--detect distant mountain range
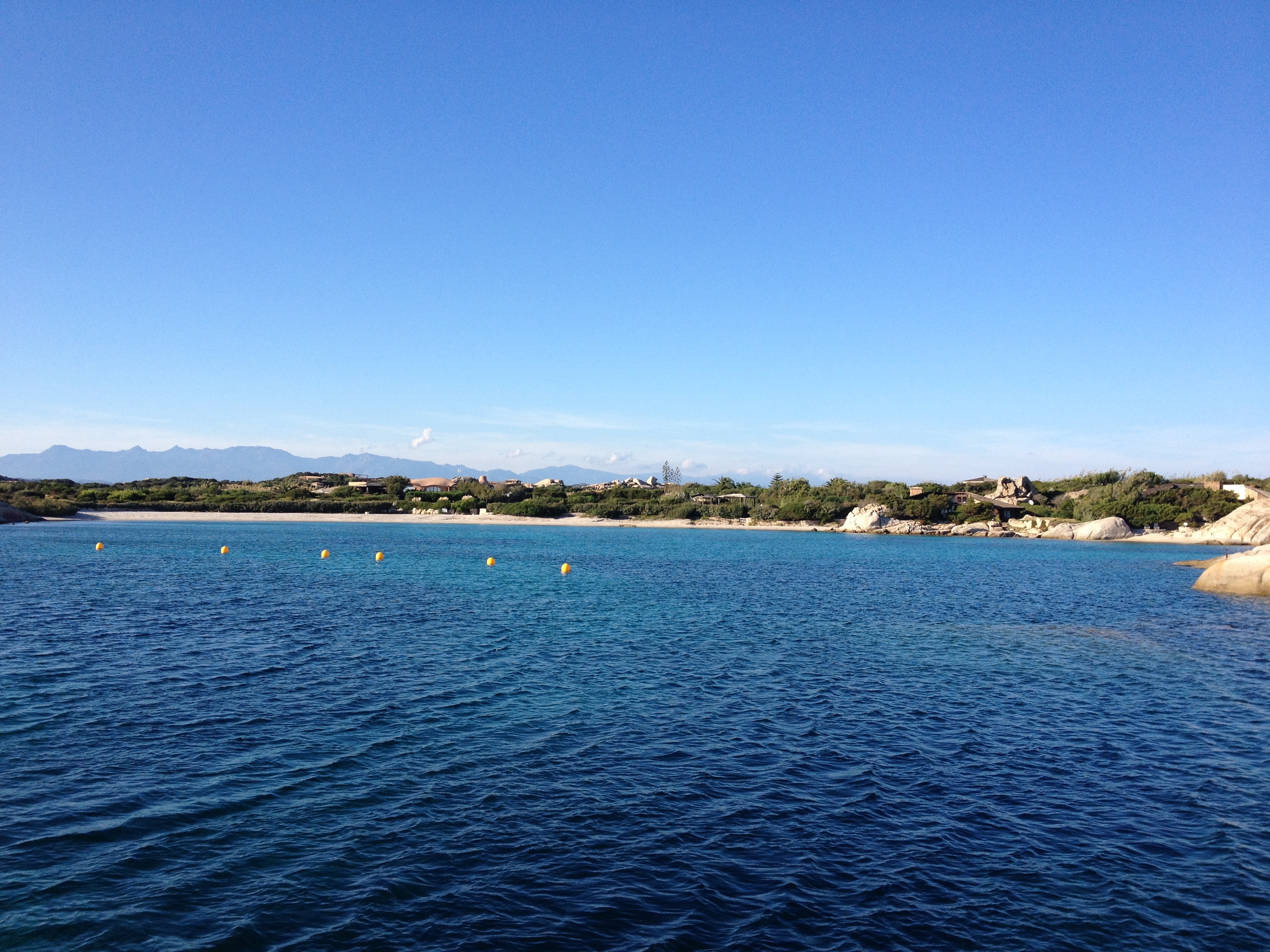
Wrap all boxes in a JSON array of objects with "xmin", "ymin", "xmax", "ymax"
[{"xmin": 0, "ymin": 446, "xmax": 635, "ymax": 485}]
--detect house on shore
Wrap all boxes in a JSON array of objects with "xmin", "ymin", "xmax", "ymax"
[{"xmin": 409, "ymin": 476, "xmax": 455, "ymax": 490}]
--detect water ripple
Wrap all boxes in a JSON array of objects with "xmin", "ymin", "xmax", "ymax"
[{"xmin": 0, "ymin": 523, "xmax": 1270, "ymax": 951}]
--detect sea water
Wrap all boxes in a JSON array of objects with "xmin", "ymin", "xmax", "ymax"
[{"xmin": 0, "ymin": 523, "xmax": 1270, "ymax": 951}]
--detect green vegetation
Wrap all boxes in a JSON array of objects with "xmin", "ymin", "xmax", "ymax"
[{"xmin": 0, "ymin": 470, "xmax": 1270, "ymax": 528}]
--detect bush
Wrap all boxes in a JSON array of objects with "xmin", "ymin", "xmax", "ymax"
[{"xmin": 11, "ymin": 496, "xmax": 79, "ymax": 519}]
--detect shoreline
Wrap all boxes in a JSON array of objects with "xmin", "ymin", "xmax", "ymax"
[{"xmin": 18, "ymin": 509, "xmax": 1251, "ymax": 548}]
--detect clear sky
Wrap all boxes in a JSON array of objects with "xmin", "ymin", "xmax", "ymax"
[{"xmin": 0, "ymin": 1, "xmax": 1270, "ymax": 480}]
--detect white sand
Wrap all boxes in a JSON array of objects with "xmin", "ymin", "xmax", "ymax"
[
  {"xmin": 72, "ymin": 509, "xmax": 833, "ymax": 532},
  {"xmin": 48, "ymin": 509, "xmax": 1241, "ymax": 547}
]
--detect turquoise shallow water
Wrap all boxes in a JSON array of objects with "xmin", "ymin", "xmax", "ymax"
[{"xmin": 0, "ymin": 523, "xmax": 1270, "ymax": 949}]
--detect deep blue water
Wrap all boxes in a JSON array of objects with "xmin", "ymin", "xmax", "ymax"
[{"xmin": 0, "ymin": 523, "xmax": 1270, "ymax": 951}]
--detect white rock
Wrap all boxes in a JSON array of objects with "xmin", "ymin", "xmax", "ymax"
[
  {"xmin": 1194, "ymin": 543, "xmax": 1270, "ymax": 595},
  {"xmin": 1040, "ymin": 515, "xmax": 1133, "ymax": 542},
  {"xmin": 1194, "ymin": 499, "xmax": 1270, "ymax": 546},
  {"xmin": 842, "ymin": 503, "xmax": 890, "ymax": 532},
  {"xmin": 882, "ymin": 519, "xmax": 922, "ymax": 536}
]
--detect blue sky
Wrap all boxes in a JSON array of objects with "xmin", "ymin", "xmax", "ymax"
[{"xmin": 0, "ymin": 3, "xmax": 1270, "ymax": 480}]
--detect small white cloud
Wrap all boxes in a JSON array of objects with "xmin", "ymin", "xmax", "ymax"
[{"xmin": 583, "ymin": 453, "xmax": 635, "ymax": 466}]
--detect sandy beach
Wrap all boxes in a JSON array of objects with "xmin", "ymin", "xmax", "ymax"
[
  {"xmin": 69, "ymin": 510, "xmax": 837, "ymax": 532},
  {"xmin": 49, "ymin": 509, "xmax": 1241, "ymax": 547}
]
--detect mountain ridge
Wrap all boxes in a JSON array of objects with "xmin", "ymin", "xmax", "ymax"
[{"xmin": 0, "ymin": 444, "xmax": 635, "ymax": 484}]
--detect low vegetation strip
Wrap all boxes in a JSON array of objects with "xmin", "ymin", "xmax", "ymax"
[{"xmin": 0, "ymin": 470, "xmax": 1270, "ymax": 528}]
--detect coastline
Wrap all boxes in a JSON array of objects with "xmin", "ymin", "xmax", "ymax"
[
  {"xmin": 62, "ymin": 509, "xmax": 823, "ymax": 532},
  {"xmin": 32, "ymin": 509, "xmax": 1251, "ymax": 548}
]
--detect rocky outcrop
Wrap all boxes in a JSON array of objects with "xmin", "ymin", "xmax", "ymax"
[
  {"xmin": 842, "ymin": 503, "xmax": 891, "ymax": 532},
  {"xmin": 1193, "ymin": 543, "xmax": 1270, "ymax": 595},
  {"xmin": 0, "ymin": 503, "xmax": 44, "ymax": 523},
  {"xmin": 988, "ymin": 476, "xmax": 1045, "ymax": 505},
  {"xmin": 1191, "ymin": 499, "xmax": 1270, "ymax": 546},
  {"xmin": 1040, "ymin": 515, "xmax": 1133, "ymax": 542}
]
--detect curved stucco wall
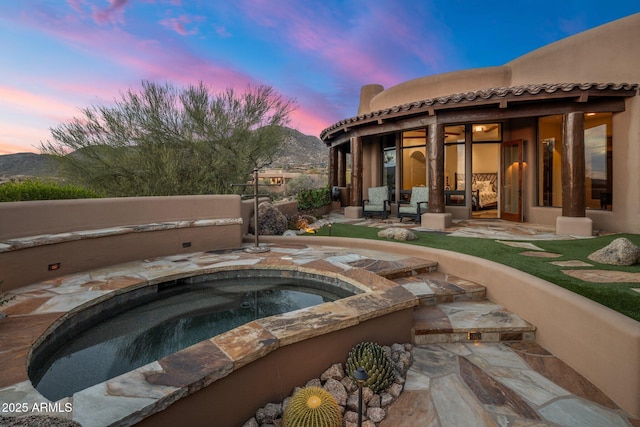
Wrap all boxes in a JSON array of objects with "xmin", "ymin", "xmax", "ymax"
[
  {"xmin": 358, "ymin": 13, "xmax": 640, "ymax": 115},
  {"xmin": 504, "ymin": 13, "xmax": 640, "ymax": 85},
  {"xmin": 358, "ymin": 66, "xmax": 510, "ymax": 114}
]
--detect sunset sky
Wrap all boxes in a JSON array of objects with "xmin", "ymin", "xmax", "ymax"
[{"xmin": 0, "ymin": 0, "xmax": 640, "ymax": 154}]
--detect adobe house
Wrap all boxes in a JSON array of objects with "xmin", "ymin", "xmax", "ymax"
[{"xmin": 320, "ymin": 13, "xmax": 640, "ymax": 236}]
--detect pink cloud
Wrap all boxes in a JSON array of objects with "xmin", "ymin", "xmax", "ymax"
[
  {"xmin": 0, "ymin": 86, "xmax": 77, "ymax": 120},
  {"xmin": 93, "ymin": 0, "xmax": 129, "ymax": 25},
  {"xmin": 241, "ymin": 0, "xmax": 448, "ymax": 87},
  {"xmin": 160, "ymin": 15, "xmax": 206, "ymax": 36}
]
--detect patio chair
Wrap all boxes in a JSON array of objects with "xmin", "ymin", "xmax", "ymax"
[
  {"xmin": 398, "ymin": 187, "xmax": 429, "ymax": 222},
  {"xmin": 362, "ymin": 187, "xmax": 390, "ymax": 219}
]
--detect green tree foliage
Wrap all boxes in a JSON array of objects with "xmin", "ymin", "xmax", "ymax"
[
  {"xmin": 40, "ymin": 82, "xmax": 295, "ymax": 196},
  {"xmin": 296, "ymin": 187, "xmax": 331, "ymax": 210},
  {"xmin": 0, "ymin": 180, "xmax": 102, "ymax": 202}
]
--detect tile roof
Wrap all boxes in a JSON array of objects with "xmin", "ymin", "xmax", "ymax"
[{"xmin": 320, "ymin": 83, "xmax": 639, "ymax": 140}]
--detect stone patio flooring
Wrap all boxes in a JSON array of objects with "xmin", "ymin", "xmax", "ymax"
[{"xmin": 0, "ymin": 216, "xmax": 640, "ymax": 427}]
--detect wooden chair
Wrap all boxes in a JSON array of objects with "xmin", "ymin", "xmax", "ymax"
[
  {"xmin": 398, "ymin": 187, "xmax": 429, "ymax": 222},
  {"xmin": 362, "ymin": 187, "xmax": 390, "ymax": 219}
]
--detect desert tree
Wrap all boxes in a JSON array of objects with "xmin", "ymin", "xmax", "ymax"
[{"xmin": 40, "ymin": 81, "xmax": 295, "ymax": 196}]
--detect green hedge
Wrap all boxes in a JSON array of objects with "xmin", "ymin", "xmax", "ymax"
[
  {"xmin": 0, "ymin": 180, "xmax": 104, "ymax": 202},
  {"xmin": 296, "ymin": 187, "xmax": 331, "ymax": 210}
]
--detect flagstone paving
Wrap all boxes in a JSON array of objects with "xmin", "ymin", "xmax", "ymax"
[
  {"xmin": 0, "ymin": 218, "xmax": 640, "ymax": 427},
  {"xmin": 380, "ymin": 341, "xmax": 640, "ymax": 427}
]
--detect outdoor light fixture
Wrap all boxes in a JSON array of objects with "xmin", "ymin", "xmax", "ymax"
[
  {"xmin": 353, "ymin": 366, "xmax": 369, "ymax": 427},
  {"xmin": 467, "ymin": 332, "xmax": 482, "ymax": 341}
]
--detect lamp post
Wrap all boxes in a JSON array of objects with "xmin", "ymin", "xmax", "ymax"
[
  {"xmin": 231, "ymin": 168, "xmax": 280, "ymax": 253},
  {"xmin": 353, "ymin": 366, "xmax": 369, "ymax": 427}
]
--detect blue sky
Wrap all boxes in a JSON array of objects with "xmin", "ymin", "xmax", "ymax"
[{"xmin": 0, "ymin": 0, "xmax": 640, "ymax": 154}]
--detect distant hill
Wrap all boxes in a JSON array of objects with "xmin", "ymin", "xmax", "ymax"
[
  {"xmin": 0, "ymin": 153, "xmax": 58, "ymax": 177},
  {"xmin": 0, "ymin": 128, "xmax": 329, "ymax": 177},
  {"xmin": 270, "ymin": 128, "xmax": 329, "ymax": 169}
]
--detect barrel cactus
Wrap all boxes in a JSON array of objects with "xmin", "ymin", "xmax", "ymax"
[
  {"xmin": 346, "ymin": 342, "xmax": 395, "ymax": 393},
  {"xmin": 282, "ymin": 386, "xmax": 342, "ymax": 427}
]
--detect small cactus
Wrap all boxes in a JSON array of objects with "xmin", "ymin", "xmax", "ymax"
[
  {"xmin": 282, "ymin": 387, "xmax": 342, "ymax": 427},
  {"xmin": 346, "ymin": 342, "xmax": 395, "ymax": 393}
]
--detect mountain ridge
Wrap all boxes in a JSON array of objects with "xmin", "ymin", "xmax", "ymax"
[{"xmin": 0, "ymin": 128, "xmax": 329, "ymax": 177}]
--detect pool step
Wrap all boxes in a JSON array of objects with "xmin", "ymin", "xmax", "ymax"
[
  {"xmin": 412, "ymin": 300, "xmax": 536, "ymax": 345},
  {"xmin": 393, "ymin": 271, "xmax": 536, "ymax": 345},
  {"xmin": 349, "ymin": 257, "xmax": 438, "ymax": 281},
  {"xmin": 393, "ymin": 271, "xmax": 487, "ymax": 305}
]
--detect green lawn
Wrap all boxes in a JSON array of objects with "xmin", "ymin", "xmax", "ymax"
[{"xmin": 310, "ymin": 224, "xmax": 640, "ymax": 321}]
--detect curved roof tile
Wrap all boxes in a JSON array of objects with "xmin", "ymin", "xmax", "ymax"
[{"xmin": 320, "ymin": 83, "xmax": 638, "ymax": 140}]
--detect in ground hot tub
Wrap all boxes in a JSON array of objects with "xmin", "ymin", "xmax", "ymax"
[{"xmin": 29, "ymin": 269, "xmax": 362, "ymax": 401}]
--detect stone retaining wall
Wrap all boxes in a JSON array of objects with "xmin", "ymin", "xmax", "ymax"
[{"xmin": 263, "ymin": 236, "xmax": 640, "ymax": 417}]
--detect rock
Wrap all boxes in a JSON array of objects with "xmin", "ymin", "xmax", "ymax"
[
  {"xmin": 340, "ymin": 376, "xmax": 358, "ymax": 393},
  {"xmin": 378, "ymin": 227, "xmax": 418, "ymax": 242},
  {"xmin": 587, "ymin": 237, "xmax": 640, "ymax": 265},
  {"xmin": 304, "ymin": 378, "xmax": 322, "ymax": 387},
  {"xmin": 362, "ymin": 387, "xmax": 375, "ymax": 405},
  {"xmin": 380, "ymin": 393, "xmax": 395, "ymax": 408},
  {"xmin": 389, "ymin": 383, "xmax": 402, "ymax": 397},
  {"xmin": 256, "ymin": 403, "xmax": 282, "ymax": 424},
  {"xmin": 323, "ymin": 378, "xmax": 347, "ymax": 406},
  {"xmin": 391, "ymin": 343, "xmax": 405, "ymax": 354},
  {"xmin": 320, "ymin": 363, "xmax": 344, "ymax": 381},
  {"xmin": 242, "ymin": 418, "xmax": 260, "ymax": 427},
  {"xmin": 367, "ymin": 394, "xmax": 380, "ymax": 408},
  {"xmin": 343, "ymin": 408, "xmax": 358, "ymax": 424},
  {"xmin": 249, "ymin": 202, "xmax": 287, "ymax": 236},
  {"xmin": 367, "ymin": 407, "xmax": 387, "ymax": 423}
]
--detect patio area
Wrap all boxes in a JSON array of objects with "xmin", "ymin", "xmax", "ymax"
[{"xmin": 0, "ymin": 232, "xmax": 640, "ymax": 427}]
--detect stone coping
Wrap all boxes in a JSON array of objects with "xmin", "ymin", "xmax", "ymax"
[
  {"xmin": 0, "ymin": 218, "xmax": 242, "ymax": 253},
  {"xmin": 0, "ymin": 244, "xmax": 418, "ymax": 427}
]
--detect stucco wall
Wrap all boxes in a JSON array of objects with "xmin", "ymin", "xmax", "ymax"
[
  {"xmin": 358, "ymin": 13, "xmax": 640, "ymax": 114},
  {"xmin": 0, "ymin": 195, "xmax": 240, "ymax": 241},
  {"xmin": 358, "ymin": 66, "xmax": 510, "ymax": 114},
  {"xmin": 0, "ymin": 196, "xmax": 243, "ymax": 290},
  {"xmin": 136, "ymin": 309, "xmax": 413, "ymax": 427},
  {"xmin": 258, "ymin": 236, "xmax": 640, "ymax": 417},
  {"xmin": 504, "ymin": 13, "xmax": 640, "ymax": 85}
]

* _Task_
How many lines of the records above contain the string "white"? Case counts, and reply with the number alone.

* _Task response_
3